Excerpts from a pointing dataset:
# # #
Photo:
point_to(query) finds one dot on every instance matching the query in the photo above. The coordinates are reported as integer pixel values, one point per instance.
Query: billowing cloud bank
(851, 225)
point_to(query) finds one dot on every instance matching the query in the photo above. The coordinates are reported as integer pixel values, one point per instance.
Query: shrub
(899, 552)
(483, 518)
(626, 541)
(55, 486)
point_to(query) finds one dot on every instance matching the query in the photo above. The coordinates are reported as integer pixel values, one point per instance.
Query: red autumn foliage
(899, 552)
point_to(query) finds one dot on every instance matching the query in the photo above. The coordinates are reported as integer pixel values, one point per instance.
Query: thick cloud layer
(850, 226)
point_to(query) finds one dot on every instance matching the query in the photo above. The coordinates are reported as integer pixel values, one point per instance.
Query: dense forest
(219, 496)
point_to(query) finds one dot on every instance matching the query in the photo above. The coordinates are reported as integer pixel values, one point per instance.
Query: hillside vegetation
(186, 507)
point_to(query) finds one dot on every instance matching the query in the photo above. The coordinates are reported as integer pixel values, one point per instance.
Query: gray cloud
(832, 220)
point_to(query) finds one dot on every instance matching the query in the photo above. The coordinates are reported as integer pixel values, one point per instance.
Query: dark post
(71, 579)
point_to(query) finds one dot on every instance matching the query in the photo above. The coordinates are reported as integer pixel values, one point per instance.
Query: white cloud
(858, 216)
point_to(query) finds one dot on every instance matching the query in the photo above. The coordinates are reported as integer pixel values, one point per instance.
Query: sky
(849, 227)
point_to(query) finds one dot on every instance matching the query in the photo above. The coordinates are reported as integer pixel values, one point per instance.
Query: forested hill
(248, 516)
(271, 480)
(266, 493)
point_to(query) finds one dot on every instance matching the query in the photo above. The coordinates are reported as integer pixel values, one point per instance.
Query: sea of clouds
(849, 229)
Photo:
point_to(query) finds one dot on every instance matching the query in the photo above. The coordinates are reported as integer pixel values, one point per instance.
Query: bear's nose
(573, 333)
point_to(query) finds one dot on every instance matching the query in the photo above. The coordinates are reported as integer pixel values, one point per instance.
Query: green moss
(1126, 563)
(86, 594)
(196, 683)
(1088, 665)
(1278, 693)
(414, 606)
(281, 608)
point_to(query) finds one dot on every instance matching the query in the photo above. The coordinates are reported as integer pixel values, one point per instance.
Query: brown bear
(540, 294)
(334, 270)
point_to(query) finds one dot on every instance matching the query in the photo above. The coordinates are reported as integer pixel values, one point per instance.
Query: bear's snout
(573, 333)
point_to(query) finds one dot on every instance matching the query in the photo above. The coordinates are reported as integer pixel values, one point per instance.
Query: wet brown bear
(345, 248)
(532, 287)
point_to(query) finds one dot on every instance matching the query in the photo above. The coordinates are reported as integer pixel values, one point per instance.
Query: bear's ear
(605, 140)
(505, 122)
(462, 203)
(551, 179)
# # #
### [WHAT THIS TASK INVOLVES]
Count the lines in the items above that contain the string "brown". Reply with the number alone.

### [OUTPUT OF THE TASK]
2